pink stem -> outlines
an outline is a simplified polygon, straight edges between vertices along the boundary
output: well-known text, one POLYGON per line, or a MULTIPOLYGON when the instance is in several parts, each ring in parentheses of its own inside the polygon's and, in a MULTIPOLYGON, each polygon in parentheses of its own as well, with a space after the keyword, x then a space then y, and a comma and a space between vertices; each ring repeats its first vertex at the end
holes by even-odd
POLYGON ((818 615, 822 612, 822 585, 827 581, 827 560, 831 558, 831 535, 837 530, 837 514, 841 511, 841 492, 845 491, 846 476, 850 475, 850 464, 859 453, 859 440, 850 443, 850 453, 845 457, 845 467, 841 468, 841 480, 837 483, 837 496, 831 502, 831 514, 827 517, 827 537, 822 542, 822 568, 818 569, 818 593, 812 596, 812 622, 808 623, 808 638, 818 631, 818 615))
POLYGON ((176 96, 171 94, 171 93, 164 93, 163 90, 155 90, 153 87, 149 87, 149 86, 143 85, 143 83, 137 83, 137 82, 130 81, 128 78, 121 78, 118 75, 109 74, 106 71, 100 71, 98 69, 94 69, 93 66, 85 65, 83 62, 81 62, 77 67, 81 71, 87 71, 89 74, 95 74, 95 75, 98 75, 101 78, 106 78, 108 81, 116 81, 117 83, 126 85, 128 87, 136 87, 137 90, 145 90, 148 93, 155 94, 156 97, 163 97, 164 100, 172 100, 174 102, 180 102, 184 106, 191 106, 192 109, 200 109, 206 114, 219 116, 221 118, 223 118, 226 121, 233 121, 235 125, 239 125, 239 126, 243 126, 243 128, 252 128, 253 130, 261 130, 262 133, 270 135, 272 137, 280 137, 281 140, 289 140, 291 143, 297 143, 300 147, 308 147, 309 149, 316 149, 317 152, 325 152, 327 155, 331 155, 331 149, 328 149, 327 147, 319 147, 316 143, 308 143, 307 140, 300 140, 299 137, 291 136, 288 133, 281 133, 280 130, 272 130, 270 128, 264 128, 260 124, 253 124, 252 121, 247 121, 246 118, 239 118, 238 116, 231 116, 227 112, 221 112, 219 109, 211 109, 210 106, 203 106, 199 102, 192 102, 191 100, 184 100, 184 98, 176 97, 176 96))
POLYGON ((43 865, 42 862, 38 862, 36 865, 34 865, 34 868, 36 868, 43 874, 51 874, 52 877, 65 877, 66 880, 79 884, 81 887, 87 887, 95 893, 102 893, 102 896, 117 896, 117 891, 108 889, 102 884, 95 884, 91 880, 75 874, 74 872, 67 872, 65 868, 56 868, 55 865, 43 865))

§ **INSTRUCTION**: Copy the data above verbatim, from its first line through the line that contains "holes by even-odd", with both of those lines included and nothing else.

§ **RESULT FOR THIS EXERCISE**:
pink stem -> outlines
an outline is a simplified polygon, straight edges between vertices along the boundary
output: well-known text, one POLYGON per line, or a MULTIPOLYGON when the instance is in several parts, each ring in parentheses of its own inside the polygon's and, in a MULTIPOLYGON, each polygon in parentheses of its own as well, with a space after the keyword, x then a space then y, and a comma and a space between vertices; each ring repeats its first vertex at the end
holes by even-odd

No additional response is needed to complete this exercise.